--- begin PAGE EXCERPT ---

How wired will we be in 2005? Agree or disagree with the following semi-uninformed guesses:

- Most US households will have cable modems that can receive streaming HDTV.

Cable and HDTV will remain mutually incompatible. Cable companies will continue to generate more income by stuffing the largest value of N channels down the pipe, as opposed to improving the technical or artistic quality of programming.

The bandwidth will be there, though. It'll just manifest itself as 20,000 SDTV channels with mixed-down mono audio and as many dropped frames (they're already missing... look harder at your cable channels) as possible before generating greater than a 10% complaint rate.

- The standard home Internet box will also host the family website.

Nope. It will continue to be more practical for hosting to reside closer to the backbone. However, the Internet box will be a gateway to several other household-run services (scheduling, directory service, mail and messaging)

- The cable will handle voice and video telephony as well.

Doubtless. Voice telephony over cable is here today, and video telephony is probably close by. Cable providers, however, don't culturally inherit the leftover 70s videotelephone dreams that telcos do. It may not become a priority to offer it as a marketed service.

- Outbound bandwidth will support a limited personal radio or video channel (increased capacity fairly cheap).

Wide use of multicast techniques will support reasonably unlimited personal audio or video channels -- they will most likely become the basis for a certain percentage of cable TV content for passive viewers. Most likely, cable systems will place limits on propagation, since they will be gaining commercial advantage from content created on their networks.

- Standard HD will be one terabyte.

By 2005 we will be encroaching on this limit, with multi-TB storage common in business use.

- Standard OS will be Linux-derivative with friendly GUI.

"Friendly GUI" will be redefined to mean what consumer electronics manufacturers want us to think it means. The box itself and 80% of its capabilities will be a big, honkin' mystery to most users. The OS itself will be relatively transparent to the user, a vast majority of whom will use a cursor-key type remote to pick from among an enormous array of passive channels.

- Micropayments will be smoothly integrated, so creative content can be efficiently rewarded.

I'm projecting, here, so forgive me: Micropayment will be considered a colossally failed fad a la "push."

- Your home webserver will offer "Caller IP" options (comparable to Caller-ID, but vastly extended) that allow different levels of access to known visitors (including videophone, etc).

My home network does this now, based on IP as well as real authentication.

- It will be trivially easy, after viewing an item of content, to publish your review to the whole web or to a select subgroup, and you'll automatically earn commissions on the micropayments of viewers you refer to each site. (This is an extension of the 'weblog' model-- see the url in my sig below for my no-commissions-yet weblog.)

This functionality will be among the earlier third party developments for the One True Set Top Box that gains a cable-system sanctioned foothold in the marketplace.

- This 'commissions-for-recommendations' model will replace ordinary paid advertising for the most part.

Product placement, dodgy editorial objectivity, and pervasive branding will replace outright advertising for the most part.

- The best-connected reviewers will earn huge commissions by this route, simply drawing attention to what's new and cool.

- Free content (text, video, audio, etc) will also be available, and competitive in quality for many purposes.

Free content will be widespread, but production values will continue to be disappointingly low. (There's already a low barrier for entry into web "publishing", and lookit my very own Indirection for an example of the immense crapulence with which amateurs will approach their work.)

--- end PAGE EXCERPT ---
--- begin RECORDED INFORMATION ---

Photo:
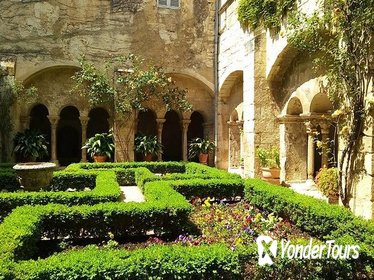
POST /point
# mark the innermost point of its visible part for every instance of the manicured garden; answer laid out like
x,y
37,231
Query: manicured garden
x,y
197,222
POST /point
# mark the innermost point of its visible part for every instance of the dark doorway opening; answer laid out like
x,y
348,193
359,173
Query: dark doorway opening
x,y
69,136
195,130
39,122
172,137
147,125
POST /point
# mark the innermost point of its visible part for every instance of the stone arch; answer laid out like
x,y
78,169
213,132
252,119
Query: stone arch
x,y
320,104
172,137
196,76
69,136
195,128
282,62
28,73
229,81
98,121
230,106
294,107
39,121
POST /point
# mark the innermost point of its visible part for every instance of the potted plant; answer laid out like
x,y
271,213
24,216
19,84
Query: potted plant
x,y
269,161
30,145
100,147
200,147
327,183
148,146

--- end RECORDED INFORMATION ---

BRIEF: In the 2005 predictions post, what does the reply say will mostly replace outright advertising? These entries come from a different source than the 2005 predictions post.

OUTPUT: Product placement, dodgy editorial objectivity, and pervasive branding.